◆ Problem requirements: Edit the rows below so that each "a dot for each instance" becomes "one dot per instance", with nothing else changed.

# START OF Listed records

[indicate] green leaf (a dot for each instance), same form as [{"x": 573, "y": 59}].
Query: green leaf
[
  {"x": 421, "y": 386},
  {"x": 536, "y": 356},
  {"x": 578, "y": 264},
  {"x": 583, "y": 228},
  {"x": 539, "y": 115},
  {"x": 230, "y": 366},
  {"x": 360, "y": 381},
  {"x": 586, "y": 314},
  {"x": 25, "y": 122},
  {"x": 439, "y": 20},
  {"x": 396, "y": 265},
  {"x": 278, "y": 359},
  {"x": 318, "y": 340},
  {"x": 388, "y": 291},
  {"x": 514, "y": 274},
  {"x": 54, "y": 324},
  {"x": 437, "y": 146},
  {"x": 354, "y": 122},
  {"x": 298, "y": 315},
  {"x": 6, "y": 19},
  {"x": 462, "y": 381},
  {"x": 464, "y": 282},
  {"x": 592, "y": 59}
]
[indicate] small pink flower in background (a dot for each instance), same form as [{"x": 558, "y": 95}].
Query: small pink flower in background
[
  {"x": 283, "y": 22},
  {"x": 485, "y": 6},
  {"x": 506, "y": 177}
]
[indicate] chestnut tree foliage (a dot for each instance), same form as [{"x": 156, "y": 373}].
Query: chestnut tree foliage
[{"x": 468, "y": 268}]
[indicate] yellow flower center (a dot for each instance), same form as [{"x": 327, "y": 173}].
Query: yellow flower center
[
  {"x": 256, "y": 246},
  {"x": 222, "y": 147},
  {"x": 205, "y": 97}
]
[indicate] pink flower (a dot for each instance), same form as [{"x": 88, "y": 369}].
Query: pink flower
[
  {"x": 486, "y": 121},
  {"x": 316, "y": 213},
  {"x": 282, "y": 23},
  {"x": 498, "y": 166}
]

# END OF Listed records

◆ Problem solution:
[indicate] green leaf (one dot per instance), same form as [{"x": 573, "y": 59}].
Query: green leaf
[
  {"x": 421, "y": 386},
  {"x": 536, "y": 356},
  {"x": 578, "y": 264},
  {"x": 583, "y": 228},
  {"x": 539, "y": 115},
  {"x": 230, "y": 366},
  {"x": 360, "y": 381},
  {"x": 586, "y": 314},
  {"x": 25, "y": 122},
  {"x": 439, "y": 20},
  {"x": 396, "y": 265},
  {"x": 278, "y": 359},
  {"x": 318, "y": 340},
  {"x": 388, "y": 291},
  {"x": 514, "y": 274},
  {"x": 54, "y": 324},
  {"x": 437, "y": 146},
  {"x": 354, "y": 122},
  {"x": 298, "y": 315},
  {"x": 6, "y": 19},
  {"x": 462, "y": 381},
  {"x": 464, "y": 282},
  {"x": 592, "y": 59}
]
[indicate] small pink flower in background (one dot per instance), same form as [{"x": 558, "y": 95}].
Query: small pink flower in background
[
  {"x": 283, "y": 22},
  {"x": 485, "y": 6},
  {"x": 506, "y": 177}
]
[indicate] chestnut tree foliage (one dot per instance), same form as [{"x": 156, "y": 373}].
Query: chestnut tree foliage
[{"x": 468, "y": 268}]
[indicate] yellow flower center (one dot per instance), same form as [{"x": 327, "y": 173}].
Query: yellow flower center
[
  {"x": 256, "y": 246},
  {"x": 222, "y": 147},
  {"x": 205, "y": 97}
]
[indicate] pink flower (one dot per instance), same form as [{"x": 88, "y": 369}].
Query: pink flower
[
  {"x": 486, "y": 121},
  {"x": 316, "y": 213},
  {"x": 282, "y": 23},
  {"x": 498, "y": 166}
]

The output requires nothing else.